WHAT TO WORK ON:
In the entries below, count every line that has the string "porch", and answer with that count alone.

SUPPLIED ENTRIES:
____
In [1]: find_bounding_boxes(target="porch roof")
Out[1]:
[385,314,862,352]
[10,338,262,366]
____
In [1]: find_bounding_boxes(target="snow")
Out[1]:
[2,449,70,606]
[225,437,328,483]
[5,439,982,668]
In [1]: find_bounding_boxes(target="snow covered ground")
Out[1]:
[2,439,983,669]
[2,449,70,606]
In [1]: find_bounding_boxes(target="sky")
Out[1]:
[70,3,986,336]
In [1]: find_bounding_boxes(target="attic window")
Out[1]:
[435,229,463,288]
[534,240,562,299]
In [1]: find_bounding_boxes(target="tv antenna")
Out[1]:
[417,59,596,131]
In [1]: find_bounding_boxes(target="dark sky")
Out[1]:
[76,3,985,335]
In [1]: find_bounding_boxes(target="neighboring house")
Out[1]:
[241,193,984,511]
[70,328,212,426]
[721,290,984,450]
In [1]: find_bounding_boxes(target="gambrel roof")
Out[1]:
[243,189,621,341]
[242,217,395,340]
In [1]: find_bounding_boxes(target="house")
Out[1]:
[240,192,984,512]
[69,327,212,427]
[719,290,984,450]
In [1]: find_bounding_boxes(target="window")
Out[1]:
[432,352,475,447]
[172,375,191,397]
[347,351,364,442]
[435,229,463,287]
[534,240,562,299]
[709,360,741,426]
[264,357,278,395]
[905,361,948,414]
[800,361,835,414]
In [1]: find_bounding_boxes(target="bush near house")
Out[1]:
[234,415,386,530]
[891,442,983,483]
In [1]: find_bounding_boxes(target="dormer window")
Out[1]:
____
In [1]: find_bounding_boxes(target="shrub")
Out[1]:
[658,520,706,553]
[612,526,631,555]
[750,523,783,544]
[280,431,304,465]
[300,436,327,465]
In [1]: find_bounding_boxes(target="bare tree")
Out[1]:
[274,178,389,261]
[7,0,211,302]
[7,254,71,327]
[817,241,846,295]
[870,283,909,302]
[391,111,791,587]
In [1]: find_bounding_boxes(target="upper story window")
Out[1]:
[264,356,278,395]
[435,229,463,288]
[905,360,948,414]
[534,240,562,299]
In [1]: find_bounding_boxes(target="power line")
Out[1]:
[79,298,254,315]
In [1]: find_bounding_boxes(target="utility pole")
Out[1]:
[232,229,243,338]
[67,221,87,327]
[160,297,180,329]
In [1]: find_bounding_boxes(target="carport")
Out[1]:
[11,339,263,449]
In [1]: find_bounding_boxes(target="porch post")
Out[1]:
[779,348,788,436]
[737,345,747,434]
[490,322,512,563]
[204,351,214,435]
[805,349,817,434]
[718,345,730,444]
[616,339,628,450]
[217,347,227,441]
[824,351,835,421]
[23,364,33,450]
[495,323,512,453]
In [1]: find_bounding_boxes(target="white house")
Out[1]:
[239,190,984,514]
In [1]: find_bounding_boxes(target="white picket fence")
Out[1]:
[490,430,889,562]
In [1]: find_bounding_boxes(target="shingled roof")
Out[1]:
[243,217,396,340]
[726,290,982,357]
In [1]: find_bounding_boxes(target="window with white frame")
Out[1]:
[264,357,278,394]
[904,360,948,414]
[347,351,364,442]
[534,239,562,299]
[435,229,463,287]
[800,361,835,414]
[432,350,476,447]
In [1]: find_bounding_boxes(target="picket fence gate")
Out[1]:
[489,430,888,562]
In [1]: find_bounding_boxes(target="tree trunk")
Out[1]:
____
ANSWER TO THIS PROBLEM:
2